**Task brief**
Reproduce each of the following records line for line, without changing a word.

**Excerpted records**
-- -- --
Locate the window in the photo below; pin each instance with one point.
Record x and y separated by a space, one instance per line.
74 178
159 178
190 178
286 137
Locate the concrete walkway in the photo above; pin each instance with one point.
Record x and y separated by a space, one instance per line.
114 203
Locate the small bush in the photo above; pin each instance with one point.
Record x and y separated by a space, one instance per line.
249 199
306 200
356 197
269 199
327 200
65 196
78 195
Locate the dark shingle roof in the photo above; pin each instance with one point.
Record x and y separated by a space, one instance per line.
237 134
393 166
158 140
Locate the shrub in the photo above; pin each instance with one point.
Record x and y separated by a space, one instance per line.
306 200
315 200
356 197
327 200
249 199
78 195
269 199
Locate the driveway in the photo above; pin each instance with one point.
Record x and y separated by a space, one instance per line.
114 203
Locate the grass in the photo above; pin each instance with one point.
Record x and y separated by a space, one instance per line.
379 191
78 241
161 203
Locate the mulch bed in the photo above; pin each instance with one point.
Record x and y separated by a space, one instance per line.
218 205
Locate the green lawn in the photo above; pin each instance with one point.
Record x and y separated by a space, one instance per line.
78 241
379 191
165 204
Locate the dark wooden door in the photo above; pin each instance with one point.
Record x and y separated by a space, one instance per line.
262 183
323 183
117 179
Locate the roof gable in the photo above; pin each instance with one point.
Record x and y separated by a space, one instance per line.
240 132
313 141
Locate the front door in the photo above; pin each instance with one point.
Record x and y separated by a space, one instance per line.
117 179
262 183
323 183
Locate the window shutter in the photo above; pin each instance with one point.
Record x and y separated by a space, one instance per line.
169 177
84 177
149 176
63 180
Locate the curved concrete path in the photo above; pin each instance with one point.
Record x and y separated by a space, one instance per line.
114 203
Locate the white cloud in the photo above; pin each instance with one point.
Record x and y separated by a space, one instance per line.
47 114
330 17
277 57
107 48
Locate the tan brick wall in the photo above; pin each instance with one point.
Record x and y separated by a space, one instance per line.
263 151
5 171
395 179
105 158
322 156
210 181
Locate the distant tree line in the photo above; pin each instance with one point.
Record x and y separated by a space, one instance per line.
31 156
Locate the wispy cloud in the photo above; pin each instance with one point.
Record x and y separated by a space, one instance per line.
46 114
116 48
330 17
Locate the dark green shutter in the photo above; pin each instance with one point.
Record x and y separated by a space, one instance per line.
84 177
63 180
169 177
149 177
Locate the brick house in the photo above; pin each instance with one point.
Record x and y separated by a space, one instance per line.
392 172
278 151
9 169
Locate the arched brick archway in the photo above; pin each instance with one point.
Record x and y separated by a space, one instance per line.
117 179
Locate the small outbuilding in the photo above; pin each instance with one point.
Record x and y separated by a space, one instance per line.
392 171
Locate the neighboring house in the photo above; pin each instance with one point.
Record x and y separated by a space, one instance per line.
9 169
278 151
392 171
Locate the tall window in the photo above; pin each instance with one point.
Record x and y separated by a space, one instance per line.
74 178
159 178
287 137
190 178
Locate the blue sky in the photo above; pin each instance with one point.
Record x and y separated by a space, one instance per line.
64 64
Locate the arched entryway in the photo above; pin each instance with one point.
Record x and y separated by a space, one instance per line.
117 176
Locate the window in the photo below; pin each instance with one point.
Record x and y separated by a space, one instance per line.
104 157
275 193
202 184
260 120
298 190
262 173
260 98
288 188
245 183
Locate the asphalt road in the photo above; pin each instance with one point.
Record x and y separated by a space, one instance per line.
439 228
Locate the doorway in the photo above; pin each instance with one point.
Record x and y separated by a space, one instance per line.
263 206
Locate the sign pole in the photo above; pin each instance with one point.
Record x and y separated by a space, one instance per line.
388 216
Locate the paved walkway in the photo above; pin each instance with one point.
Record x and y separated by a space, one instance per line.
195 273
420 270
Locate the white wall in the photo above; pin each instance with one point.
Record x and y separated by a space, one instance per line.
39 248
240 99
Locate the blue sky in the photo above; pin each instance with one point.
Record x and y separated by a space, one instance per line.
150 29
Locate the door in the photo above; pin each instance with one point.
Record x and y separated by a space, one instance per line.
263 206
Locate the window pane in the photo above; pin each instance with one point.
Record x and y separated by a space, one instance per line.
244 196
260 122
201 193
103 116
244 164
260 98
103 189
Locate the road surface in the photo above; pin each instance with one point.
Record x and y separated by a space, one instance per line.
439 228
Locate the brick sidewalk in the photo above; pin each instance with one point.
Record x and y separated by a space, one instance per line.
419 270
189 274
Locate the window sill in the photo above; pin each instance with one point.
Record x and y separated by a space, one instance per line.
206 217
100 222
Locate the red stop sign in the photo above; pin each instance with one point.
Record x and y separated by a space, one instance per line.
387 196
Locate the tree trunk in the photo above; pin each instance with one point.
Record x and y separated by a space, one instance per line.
-- -- --
**Solution below**
Locate the window in the photo below; pin each instance with one point.
Record x and y separated by a space, one instance per line.
74 178
159 178
190 178
286 137
Locate the concrete walkway in the photo above; pin each instance with one point.
Record x and y separated by a space, one instance per line.
114 203
Locate the small bush in the photo above; pin each instance with one point.
Record x and y separated by a space, one instance per line.
249 199
306 200
356 197
269 199
327 200
65 196
78 195
Locate the dark shingle roof in the photo above; pin each instance with one point.
Record x and y separated by a space, one instance per line.
237 134
393 166
158 140
Locate the shrub in the photo above; pin each instance with one point.
Record x and y separated by a space, one instance per line.
306 200
315 200
356 197
327 200
249 199
78 195
269 199
Locate the driveway in the photo above; pin each instance with one point.
Record x and y separated by a space, one instance per line.
114 203
Locate the grass in the photo above; pin each instance with one point.
Record x and y separated by a space, one instance per line.
379 191
78 241
161 203
Locate the mulch bed in the photo above; pin each instance with one point.
Record x and y separated by a space, one instance per line.
218 205
Locate the green lawn in the photo above; pin each instance with one point.
Record x and y separated by a space, one instance per line.
78 241
379 191
165 204
Locate the dark wooden door in the photo above; pin each instance with one point.
Record x and y separated by a space, one instance per line.
262 183
323 183
117 179
Locate the roof gable in the photo above; pin each instance with one point.
Record x and y separated by a space, one instance per line.
240 132
313 141
Locate the front door in the photo above; pin each instance with one point.
Record x and y separated by a space, one instance per line.
117 179
262 183
323 183
Locate the window shutter in the photo above; pin each instance with one point.
Record x and y separated by a space, one instance per line.
169 177
84 177
149 176
63 180
Locate the curved concrete path in the photo above; pin each instance with one point.
Record x and y separated by a space, one instance per line.
114 203
Locate the white cloud in the photo above; pin each instance with one point.
Record x and y separated by a space, one instance per line.
47 114
330 17
277 57
107 48
Locate the tan brick wall in the photo above; pin each instance with one point.
Record x and y separated by a space, one instance per line.
263 151
5 171
395 179
105 158
322 156
210 181
Locate the distant tree line in the photo above; pin each instance with one point.
Record x and y separated by a space, one instance per line.
31 156
Locate the wispy cloud in the photo above; pin each instance with one point.
Record x and y separated by a space, one instance per line.
46 114
116 48
330 17
Locate the dark green shutter in the photo above; pin each instance with one point.
Record x and y separated by a space, one instance per line.
84 177
63 180
169 177
149 177
Locate the brick house in the photo above; pin each instance with one point.
Record x and y separated by a space, one instance per line.
392 172
278 151
9 169
Locate the arched brick archway in the photo above; pin each instance with one point.
Record x and y separated by a space, one instance per line.
117 179
Locate the small outbuilding in the photo above; pin each instance with one point.
Record x and y separated by a space, one instance per line.
392 171
Locate the neighboring house in the photo above; pin each instance with one point.
Record x and y separated by a space, one instance per line.
9 169
278 151
392 171
Locate the tall window in the photo above; pin each instance with one point.
Record x and y separated by a space, one instance per line.
74 178
159 178
287 137
190 178
Locate the blue sky in the photo above; pin each instance with one point.
Record x and y separated by a space, one instance per line.
64 64
Locate the arched entryway in the photo above; pin each instance with one point.
Record x and y separated by a space, one instance per line.
117 176
Locate the window in the photo below; pin each instance with one point.
Record x and y separated by a space, one instance per line.
104 157
275 193
202 184
260 120
298 190
262 173
260 98
288 188
245 183
Locate the asphalt road in the photo above; pin each instance with one point.
Record x and y separated by a space, one instance per line.
439 228
Locate the doorway in the photo above; pin each instance with one point.
Record x and y separated by a space, one instance per line.
263 206
Locate the sign pole in the photo above; pin each instance with one point.
Record x and y separated by a space, one instance per line.
388 216
Locate the paved walkway in the photo above; pin each instance with one point.
Record x and y separated by a space, one instance per line.
195 273
420 270
Locate the white wall in the photo above; pin each instance with one point.
Record x and y separated by a space, one instance per line.
39 248
240 99
Locate the blue sky in the photo above; pin each instance with one point.
Record x and y separated by a space, one instance per line.
150 29
Locate the door in the photo above; pin each instance with one point.
Record x and y separated by a space, one instance per line.
263 206
Locate the window pane in the photo above; pin each instance with one point.
Record x and y separated by a space, one instance per line.
244 196
260 122
201 193
103 116
244 164
260 98
103 189
Locate the road surface in the photo above; pin each instance with one point.
Record x and y separated by a space, one instance per line.
439 228
Locate the brick sidewalk in the photo above; pin each instance with one point.
Record x and y separated by a space, one instance per line.
419 270
189 274
Locate the window sill in the photo above; pin each instance with one point.
Record x and y separated by a space, one instance per line.
206 217
100 222
Locate the red stop sign in the photo above; pin each instance with one point.
Record x and y separated by a space, one instance per line.
387 196
Locate the tree trunk in the photo above; pin each instance with one point.
Record x and y separated by a space, one instance per line.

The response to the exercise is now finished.